▸ **Excerpts of pointing data**
↓

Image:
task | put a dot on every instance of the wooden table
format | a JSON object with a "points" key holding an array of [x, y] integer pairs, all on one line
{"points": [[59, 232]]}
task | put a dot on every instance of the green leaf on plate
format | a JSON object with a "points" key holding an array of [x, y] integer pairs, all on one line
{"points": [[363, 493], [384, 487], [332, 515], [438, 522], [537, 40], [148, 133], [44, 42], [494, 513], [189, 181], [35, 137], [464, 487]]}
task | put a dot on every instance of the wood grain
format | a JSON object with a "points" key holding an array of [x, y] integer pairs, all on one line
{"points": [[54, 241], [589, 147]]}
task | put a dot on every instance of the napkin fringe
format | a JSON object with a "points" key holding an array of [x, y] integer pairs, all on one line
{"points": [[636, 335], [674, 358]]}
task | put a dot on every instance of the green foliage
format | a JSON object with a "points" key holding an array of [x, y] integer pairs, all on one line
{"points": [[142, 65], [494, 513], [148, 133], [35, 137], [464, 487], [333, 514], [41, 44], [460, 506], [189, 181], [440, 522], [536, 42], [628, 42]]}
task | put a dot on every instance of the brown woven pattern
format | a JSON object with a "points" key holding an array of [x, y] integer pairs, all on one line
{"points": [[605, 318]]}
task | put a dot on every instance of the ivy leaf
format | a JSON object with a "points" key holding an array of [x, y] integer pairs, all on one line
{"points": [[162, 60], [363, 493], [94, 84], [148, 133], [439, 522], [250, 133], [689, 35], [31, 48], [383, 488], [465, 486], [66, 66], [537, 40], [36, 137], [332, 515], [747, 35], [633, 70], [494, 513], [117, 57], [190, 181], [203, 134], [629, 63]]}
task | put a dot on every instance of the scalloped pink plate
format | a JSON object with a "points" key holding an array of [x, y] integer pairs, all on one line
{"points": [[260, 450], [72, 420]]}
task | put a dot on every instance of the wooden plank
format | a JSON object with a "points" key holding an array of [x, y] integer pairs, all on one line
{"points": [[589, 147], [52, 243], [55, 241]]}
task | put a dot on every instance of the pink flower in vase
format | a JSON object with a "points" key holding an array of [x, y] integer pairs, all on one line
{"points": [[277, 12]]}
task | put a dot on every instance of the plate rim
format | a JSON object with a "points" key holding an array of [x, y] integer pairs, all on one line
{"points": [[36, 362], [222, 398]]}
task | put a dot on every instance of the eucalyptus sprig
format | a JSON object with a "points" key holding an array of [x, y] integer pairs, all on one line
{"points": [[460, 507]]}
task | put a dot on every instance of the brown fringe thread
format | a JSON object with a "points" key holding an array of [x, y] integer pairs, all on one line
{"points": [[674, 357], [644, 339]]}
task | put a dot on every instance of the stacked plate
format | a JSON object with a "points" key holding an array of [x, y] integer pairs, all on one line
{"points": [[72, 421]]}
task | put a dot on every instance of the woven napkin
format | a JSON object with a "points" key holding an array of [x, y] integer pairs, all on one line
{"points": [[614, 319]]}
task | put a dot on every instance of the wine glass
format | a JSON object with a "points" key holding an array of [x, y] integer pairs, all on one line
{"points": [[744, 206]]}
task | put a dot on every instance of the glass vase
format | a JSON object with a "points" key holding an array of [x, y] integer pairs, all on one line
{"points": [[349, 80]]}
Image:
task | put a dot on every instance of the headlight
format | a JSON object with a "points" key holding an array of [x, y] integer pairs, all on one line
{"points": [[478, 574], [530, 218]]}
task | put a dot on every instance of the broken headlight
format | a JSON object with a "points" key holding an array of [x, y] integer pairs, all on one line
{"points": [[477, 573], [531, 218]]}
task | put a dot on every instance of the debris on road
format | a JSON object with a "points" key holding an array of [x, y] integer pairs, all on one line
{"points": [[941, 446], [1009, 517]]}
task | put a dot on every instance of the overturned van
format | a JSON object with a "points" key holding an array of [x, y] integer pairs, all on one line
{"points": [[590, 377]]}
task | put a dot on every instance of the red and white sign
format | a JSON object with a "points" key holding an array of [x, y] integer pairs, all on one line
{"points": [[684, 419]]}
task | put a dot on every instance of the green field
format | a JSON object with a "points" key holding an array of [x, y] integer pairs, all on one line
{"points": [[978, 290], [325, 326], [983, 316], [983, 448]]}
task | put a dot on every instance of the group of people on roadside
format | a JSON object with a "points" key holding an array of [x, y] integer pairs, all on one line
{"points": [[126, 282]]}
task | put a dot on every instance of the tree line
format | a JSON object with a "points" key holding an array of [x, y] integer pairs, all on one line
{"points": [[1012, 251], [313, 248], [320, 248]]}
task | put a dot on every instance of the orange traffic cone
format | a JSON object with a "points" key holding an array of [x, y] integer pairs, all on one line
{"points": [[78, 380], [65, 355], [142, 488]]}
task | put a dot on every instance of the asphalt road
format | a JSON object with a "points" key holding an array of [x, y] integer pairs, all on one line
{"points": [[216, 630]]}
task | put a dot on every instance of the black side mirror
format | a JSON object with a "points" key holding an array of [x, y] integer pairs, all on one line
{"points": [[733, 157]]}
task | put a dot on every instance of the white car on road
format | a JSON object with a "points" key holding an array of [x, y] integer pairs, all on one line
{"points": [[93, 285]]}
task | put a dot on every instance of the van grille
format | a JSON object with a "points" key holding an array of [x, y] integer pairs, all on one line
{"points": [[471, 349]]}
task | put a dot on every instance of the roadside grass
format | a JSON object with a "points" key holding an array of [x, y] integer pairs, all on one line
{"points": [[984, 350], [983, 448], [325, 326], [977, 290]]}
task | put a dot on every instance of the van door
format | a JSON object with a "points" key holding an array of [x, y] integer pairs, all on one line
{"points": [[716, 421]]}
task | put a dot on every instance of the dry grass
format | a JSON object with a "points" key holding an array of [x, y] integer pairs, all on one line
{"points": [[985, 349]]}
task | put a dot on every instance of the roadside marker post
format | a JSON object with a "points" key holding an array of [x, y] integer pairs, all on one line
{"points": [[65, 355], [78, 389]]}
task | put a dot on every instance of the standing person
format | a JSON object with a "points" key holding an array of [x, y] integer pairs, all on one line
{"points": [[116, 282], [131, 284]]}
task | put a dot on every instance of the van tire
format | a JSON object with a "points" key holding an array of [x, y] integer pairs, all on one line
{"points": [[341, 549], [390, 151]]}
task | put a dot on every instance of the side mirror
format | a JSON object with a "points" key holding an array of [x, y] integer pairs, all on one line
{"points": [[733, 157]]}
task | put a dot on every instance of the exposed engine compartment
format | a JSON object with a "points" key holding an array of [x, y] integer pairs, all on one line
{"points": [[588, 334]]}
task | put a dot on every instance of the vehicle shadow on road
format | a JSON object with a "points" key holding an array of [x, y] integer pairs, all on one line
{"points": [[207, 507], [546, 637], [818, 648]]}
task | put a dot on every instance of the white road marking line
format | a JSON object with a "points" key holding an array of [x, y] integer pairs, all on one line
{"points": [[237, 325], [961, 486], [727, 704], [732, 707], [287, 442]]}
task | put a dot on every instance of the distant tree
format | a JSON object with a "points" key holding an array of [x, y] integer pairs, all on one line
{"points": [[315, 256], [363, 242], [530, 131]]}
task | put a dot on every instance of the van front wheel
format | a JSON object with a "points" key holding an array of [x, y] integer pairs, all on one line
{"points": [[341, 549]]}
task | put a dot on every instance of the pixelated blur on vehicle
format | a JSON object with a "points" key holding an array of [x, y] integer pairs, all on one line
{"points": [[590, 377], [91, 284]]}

↑

Print every line of the records exactly. Omit nothing.

Image:
task | put a dot on every instance of the wooden table
format | a JSON object with a "points" key holding an array of [x, y] integer pairs, all on one line
{"points": [[59, 232]]}
task | put a dot on every instance of the green leaf on plate
format | a JSON object with a "points" key holding an array of [x, y] integer pairs, all on one line
{"points": [[363, 493], [384, 487], [332, 515], [438, 522], [537, 40], [148, 133], [44, 42], [494, 513], [189, 181], [35, 137], [464, 487]]}
task | put a dot on every instance of the wood grain
format | a JSON object with a "points" key holding an array of [x, y] integer pairs, all on one line
{"points": [[54, 241], [589, 147]]}
task | put a dot on every instance of the napkin fringe
format | a JSON object with a "points" key holding an array of [x, y] integer pairs, all on one line
{"points": [[636, 335], [674, 358]]}
task | put a dot on every instance of the green foliage
format | a JSON object with a "points" key holding an array of [x, y] integer pairs, all on one line
{"points": [[142, 65], [494, 513], [148, 133], [35, 137], [464, 487], [333, 514], [41, 44], [460, 506], [189, 181], [440, 522], [536, 42], [628, 42]]}
task | put a dot on every instance of the brown woven pattern
format | a JSON object with a "points" key holding an array of [x, y] integer pairs, all on one line
{"points": [[605, 318]]}
task | put a dot on every instance of the ivy leaf
format | a JSON object with a "points" key holding an array of [x, y] integer pairs, all on one line
{"points": [[162, 60], [363, 493], [94, 84], [148, 133], [439, 522], [250, 133], [689, 35], [31, 48], [383, 488], [465, 486], [66, 66], [537, 40], [36, 137], [332, 515], [747, 35], [633, 70], [494, 513], [117, 57], [190, 181], [203, 134], [629, 63]]}
task | put a dot on every instance of the scalloped pink plate
format | a JSON object with a "points" key holding an array of [x, y] integer pairs, all on one line
{"points": [[260, 450], [72, 420]]}
task | put a dot on every instance of the wooden plank
format | a JSON object with a "points" key holding an array of [x, y] integer pairs, all on one line
{"points": [[589, 147], [52, 243], [55, 241]]}
task | put a dot on every instance of the pink flower in vase
format | a JSON object with a "points" key holding an array of [x, y] integer pairs, all on one line
{"points": [[277, 12]]}
task | put a dot on every instance of the plate rim
format | a JSON object with a "points" key holding an array of [x, y] integer pairs, all on one line
{"points": [[36, 362], [222, 398]]}
task | put a dot on every instance of the eucalyptus sprig
format | a JSON object with a "points" key holding an array of [x, y] integer pairs, all on one line
{"points": [[460, 507]]}
task | put a dot on every instance of the brown fringe thread
format | a JSON object with a "points" key holding an array of [x, y] integer pairs, all on one line
{"points": [[674, 357], [644, 339]]}
task | put a dot on every instance of the stacked plate
format | a JSON object with a "points" key holding an array of [x, y] integer pairs, all on one line
{"points": [[72, 421]]}
task | put a dot on every instance of the woven napkin
format | a JSON object with a "points" key holding an array of [x, y] integer pairs, all on one line
{"points": [[614, 319]]}
task | put a dot on every instance of the wine glass
format | a JSON object with a "points" key holding an array of [x, y] integer pairs, all on one line
{"points": [[744, 206]]}
task | put a dot on every instance of the glass vase
format | a JSON object with a "points" key holding an array of [x, y] integer pairs, all on one line
{"points": [[349, 80]]}
Image:
task | put a dot on every instance of the headlight
format | a JSON object with a "points" key holding an array of [x, y] integer pairs, all on one line
{"points": [[478, 574], [530, 218]]}
task | put a dot on every instance of the broken headlight
format | a JSON object with a "points" key holding an array of [x, y] integer pairs, all on one line
{"points": [[477, 573], [531, 218]]}
task | put a dot on every instance of the debris on road
format | a JSON object with a "points" key holding an array of [x, y] integer pairs, all on one line
{"points": [[941, 446], [1009, 517]]}
task | put a dot on every instance of the overturned van
format | a JSON object with a "points" key holding an array of [x, y] integer pairs, all on one line
{"points": [[590, 377]]}
task | put a dot on every instance of the red and white sign
format | a JSON object with a "points" key holding an array of [x, y] integer pairs, all on one line
{"points": [[684, 419]]}
task | put a dot on every instance of the green field
format | a JSON object with a "points" key holding an array of [x, y] integer pairs, all on one line
{"points": [[978, 290], [325, 326], [983, 316], [983, 448]]}
task | put a dot on every instance of the group of people on roadside
format | a JSON object with a "points" key holding an array of [x, y] integer pairs, all on one line
{"points": [[126, 282]]}
task | put a dot on every instance of the tree line
format | a JSON object with a "points" key holding an array of [x, y] integer pairs, all on one line
{"points": [[1012, 251], [313, 248], [320, 248]]}
task | put a dot on every instance of the orange traffic cone
format | a JSON object with a "points" key holding an array of [x, y] integer pairs, all on one line
{"points": [[78, 380], [65, 355], [142, 488]]}
task | put a dot on every instance of the asphalt road
format | a JSON object with a "points" key holding an array of [x, y] integer pairs, all on one line
{"points": [[216, 630]]}
task | put a dot on every instance of the black side mirror
format | a JSON object with a "points" key holding an array of [x, y] integer pairs, all on one line
{"points": [[733, 157]]}
task | put a dot on every instance of the white car on road
format | a JSON object with a "points" key holding an array of [x, y] integer pairs, all on one line
{"points": [[93, 285]]}
task | put a dot on every instance of the van grille
format | a JSON object with a "points" key holding an array of [x, y] integer pairs, all on one line
{"points": [[471, 349]]}
task | put a dot on every instance of the roadside grass
format | a JSON object with a "points" key holding an array of [x, y] integer pairs, all on one line
{"points": [[984, 350], [983, 448], [325, 326], [977, 290]]}
task | put a dot on every instance of the van door
format | a JSON object with a "points" key holding an array of [x, y] integer pairs, all on one line
{"points": [[716, 421]]}
task | put a dot on every instance of the dry grass
format | a JSON object with a "points" key holding an array of [x, y] integer pairs, all on one line
{"points": [[985, 349]]}
task | put a dot on every instance of the roadside marker post
format | a JSON object with a "points" key holding an array of [x, y] integer pairs, all on one line
{"points": [[65, 355], [78, 389]]}
task | put a dot on every instance of the standing person
format | a JSON object with a "points" key holding an array of [x, y] integer pairs, all on one line
{"points": [[116, 282], [131, 284]]}
task | put a dot on every instance of the van tire
format | a JSON object with a "points" key holding an array of [x, y] integer pairs, all on one line
{"points": [[341, 549], [390, 151]]}
task | put a dot on every instance of the side mirror
format | a JSON object with a "points" key holding an array of [x, y] integer pairs, all on one line
{"points": [[733, 157]]}
task | put a dot on every instance of the exposed engine compartment
format | a JSON object with a "points" key holding an array of [x, y] integer pairs, all on one line
{"points": [[588, 334]]}
task | put a dot on every instance of the vehicle shadow on road
format | a JSON object with a "points" key holding an array of [x, y] integer pairs, all on one line
{"points": [[207, 507], [546, 637], [818, 648]]}
task | put a dot on every instance of the white road marking line
format | a JSON object with a "points" key holding an array of [x, y] integer pairs, all on one line
{"points": [[237, 325], [961, 486], [727, 704], [732, 707], [287, 442]]}
task | put a dot on every instance of the distant tree
format | a JSON object with a "points" key holding an array of [x, y] integer pairs, all on one line
{"points": [[315, 256], [363, 242], [530, 131]]}
task | put a dot on every instance of the van front wheel
format | a JSON object with a "points" key holding an array of [x, y] integer pairs, all on one line
{"points": [[341, 549]]}
task | put a dot on every instance of the pixelated blur on vehicle
format | a JSON object with a "points" key holding an array of [x, y] integer pairs, all on one line
{"points": [[590, 377], [91, 284]]}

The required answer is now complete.